-- BEGIN Data extract --

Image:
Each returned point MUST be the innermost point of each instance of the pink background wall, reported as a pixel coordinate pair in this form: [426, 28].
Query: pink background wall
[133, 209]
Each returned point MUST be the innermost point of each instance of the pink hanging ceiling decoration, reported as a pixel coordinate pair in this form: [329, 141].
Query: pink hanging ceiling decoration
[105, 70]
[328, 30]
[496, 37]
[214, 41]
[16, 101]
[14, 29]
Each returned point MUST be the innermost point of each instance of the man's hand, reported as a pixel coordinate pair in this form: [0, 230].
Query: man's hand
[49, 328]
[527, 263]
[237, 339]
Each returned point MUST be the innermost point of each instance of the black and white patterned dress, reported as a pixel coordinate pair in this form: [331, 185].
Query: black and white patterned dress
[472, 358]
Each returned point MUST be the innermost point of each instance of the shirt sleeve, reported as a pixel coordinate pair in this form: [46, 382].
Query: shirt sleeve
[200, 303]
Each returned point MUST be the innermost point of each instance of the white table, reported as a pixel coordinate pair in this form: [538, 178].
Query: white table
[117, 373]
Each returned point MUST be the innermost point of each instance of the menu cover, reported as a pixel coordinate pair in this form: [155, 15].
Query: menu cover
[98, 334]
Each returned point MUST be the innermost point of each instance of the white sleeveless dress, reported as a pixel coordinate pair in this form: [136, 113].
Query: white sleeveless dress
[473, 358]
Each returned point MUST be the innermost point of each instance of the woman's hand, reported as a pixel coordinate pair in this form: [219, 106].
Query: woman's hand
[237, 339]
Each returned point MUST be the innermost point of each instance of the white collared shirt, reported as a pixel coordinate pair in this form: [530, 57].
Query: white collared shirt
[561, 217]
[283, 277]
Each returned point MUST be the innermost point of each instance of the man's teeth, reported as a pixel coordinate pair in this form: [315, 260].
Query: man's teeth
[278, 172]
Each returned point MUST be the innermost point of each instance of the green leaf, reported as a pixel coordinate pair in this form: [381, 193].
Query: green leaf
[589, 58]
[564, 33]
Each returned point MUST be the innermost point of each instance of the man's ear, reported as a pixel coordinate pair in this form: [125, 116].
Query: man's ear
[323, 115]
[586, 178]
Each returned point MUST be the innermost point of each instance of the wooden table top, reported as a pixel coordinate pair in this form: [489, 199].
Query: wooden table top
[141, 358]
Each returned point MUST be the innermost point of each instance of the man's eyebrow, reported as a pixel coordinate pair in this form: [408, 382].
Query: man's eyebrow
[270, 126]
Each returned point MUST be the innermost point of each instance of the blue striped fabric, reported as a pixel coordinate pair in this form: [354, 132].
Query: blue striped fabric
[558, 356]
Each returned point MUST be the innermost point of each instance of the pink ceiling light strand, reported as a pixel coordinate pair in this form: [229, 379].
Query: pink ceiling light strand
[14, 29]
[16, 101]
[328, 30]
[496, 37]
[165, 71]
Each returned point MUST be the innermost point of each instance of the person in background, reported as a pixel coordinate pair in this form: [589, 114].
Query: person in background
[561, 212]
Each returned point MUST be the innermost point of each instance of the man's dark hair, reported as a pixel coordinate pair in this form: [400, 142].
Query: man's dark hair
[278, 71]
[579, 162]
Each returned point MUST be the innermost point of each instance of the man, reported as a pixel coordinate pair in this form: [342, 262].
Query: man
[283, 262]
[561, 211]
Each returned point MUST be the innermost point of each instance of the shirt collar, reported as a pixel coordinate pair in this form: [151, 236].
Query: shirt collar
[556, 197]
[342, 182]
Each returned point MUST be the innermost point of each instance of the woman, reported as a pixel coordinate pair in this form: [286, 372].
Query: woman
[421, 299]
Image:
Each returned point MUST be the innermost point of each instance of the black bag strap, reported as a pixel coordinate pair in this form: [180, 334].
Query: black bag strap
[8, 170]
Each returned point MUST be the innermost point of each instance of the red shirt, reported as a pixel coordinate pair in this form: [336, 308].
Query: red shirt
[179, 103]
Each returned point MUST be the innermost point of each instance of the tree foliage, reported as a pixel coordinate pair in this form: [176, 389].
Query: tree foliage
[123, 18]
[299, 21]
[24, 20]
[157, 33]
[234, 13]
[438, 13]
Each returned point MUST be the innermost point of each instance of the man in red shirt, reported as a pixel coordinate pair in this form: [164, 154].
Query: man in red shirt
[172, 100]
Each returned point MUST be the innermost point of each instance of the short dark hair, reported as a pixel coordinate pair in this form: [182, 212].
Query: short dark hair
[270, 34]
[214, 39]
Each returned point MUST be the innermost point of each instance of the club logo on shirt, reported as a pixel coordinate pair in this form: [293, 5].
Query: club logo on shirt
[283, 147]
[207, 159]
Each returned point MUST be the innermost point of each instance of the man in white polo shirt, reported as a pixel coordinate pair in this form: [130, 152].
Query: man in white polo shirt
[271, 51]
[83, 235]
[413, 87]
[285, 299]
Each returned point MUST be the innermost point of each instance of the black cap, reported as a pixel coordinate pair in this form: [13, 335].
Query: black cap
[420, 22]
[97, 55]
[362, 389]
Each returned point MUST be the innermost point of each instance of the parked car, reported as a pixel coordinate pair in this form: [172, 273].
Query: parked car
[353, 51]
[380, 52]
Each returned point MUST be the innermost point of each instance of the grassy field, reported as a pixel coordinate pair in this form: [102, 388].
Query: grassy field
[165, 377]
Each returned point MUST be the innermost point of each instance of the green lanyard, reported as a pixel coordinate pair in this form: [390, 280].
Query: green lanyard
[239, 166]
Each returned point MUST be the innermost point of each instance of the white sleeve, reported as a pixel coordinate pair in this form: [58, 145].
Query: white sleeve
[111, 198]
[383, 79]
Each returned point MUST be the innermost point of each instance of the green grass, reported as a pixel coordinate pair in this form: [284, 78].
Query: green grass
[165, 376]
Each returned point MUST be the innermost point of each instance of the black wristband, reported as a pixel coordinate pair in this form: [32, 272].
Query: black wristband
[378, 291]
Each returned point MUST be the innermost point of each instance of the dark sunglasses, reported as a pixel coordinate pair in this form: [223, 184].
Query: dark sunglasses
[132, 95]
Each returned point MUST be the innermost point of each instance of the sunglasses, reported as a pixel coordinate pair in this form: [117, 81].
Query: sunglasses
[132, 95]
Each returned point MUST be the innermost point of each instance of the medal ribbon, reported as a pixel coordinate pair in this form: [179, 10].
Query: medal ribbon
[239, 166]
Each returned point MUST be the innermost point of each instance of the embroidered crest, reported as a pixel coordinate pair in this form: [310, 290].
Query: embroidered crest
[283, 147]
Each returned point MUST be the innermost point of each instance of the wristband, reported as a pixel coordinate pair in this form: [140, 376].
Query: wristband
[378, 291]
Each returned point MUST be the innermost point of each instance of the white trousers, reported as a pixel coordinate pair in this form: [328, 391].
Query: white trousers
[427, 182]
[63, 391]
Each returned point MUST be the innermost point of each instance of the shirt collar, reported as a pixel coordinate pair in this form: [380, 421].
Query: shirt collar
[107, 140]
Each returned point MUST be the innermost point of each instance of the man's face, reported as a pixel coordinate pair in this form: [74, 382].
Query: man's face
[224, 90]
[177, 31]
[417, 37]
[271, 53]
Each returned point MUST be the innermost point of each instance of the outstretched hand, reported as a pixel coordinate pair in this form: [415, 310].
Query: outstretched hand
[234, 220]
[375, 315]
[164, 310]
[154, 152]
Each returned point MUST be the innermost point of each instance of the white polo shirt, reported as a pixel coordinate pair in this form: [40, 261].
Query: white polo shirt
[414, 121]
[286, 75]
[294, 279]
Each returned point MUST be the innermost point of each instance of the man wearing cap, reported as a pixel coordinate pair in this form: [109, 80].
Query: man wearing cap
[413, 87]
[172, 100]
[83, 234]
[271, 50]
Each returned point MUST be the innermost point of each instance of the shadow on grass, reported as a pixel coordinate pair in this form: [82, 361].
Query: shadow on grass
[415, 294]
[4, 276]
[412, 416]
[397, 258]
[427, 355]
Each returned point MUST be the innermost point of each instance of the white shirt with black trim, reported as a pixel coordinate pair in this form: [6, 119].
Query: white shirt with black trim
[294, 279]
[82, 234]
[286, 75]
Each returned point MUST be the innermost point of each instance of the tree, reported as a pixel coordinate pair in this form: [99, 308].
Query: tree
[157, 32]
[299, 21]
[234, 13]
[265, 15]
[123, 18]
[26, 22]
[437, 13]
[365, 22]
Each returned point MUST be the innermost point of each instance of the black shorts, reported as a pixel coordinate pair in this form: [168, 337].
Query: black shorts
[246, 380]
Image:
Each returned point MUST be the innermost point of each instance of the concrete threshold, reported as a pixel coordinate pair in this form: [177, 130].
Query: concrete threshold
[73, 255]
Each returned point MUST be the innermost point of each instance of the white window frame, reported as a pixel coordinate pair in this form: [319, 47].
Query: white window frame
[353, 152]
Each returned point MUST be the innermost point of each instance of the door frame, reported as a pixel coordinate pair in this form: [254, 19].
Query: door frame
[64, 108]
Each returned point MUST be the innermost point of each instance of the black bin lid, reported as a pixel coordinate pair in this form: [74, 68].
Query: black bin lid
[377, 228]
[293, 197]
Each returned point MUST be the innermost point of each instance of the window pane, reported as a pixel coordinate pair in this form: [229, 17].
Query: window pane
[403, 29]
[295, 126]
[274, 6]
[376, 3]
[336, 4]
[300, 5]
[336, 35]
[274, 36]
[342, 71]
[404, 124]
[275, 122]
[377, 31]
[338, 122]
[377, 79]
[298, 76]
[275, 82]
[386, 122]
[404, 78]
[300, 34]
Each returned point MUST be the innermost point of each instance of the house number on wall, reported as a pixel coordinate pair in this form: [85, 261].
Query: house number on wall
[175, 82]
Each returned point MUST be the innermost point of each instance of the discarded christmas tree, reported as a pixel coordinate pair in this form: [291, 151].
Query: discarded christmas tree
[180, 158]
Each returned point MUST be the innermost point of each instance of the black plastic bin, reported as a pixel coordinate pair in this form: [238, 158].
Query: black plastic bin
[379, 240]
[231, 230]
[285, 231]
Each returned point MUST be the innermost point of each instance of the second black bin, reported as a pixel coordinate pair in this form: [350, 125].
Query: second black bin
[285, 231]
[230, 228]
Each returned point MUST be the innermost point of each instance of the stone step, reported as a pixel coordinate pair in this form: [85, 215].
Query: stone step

-- END Data extract --

The line containing "form: [85, 261]." marks the start; retype it and each line after it through the end of the records above, exactly.

Each returned point MUST be the innermost point of each instance of the house number on wall, reported as a pixel coordinate pair in this form: [85, 261].
Query: house number on wall
[175, 82]
Each returned point MUST be the innermost point of each instance of the discarded christmas tree, reported as a pixel coordinate pair in this form: [291, 151].
Query: discarded christmas tree
[180, 158]
Each returned point MUST be the innermost point of each instance of the black plastic bin, reported as a pixel coordinate pair in this form: [238, 158].
Query: black plastic bin
[379, 240]
[231, 230]
[285, 231]
Each returned point MUST be the innermost point of each instance of the second black bin, reported as a pixel coordinate pair in this form: [350, 125].
Query: second black bin
[285, 231]
[230, 228]
Each returned point MUST be the innermost point of each instance of the stone step, reported as a pixel coordinate pair in this form: [85, 215].
Query: stone step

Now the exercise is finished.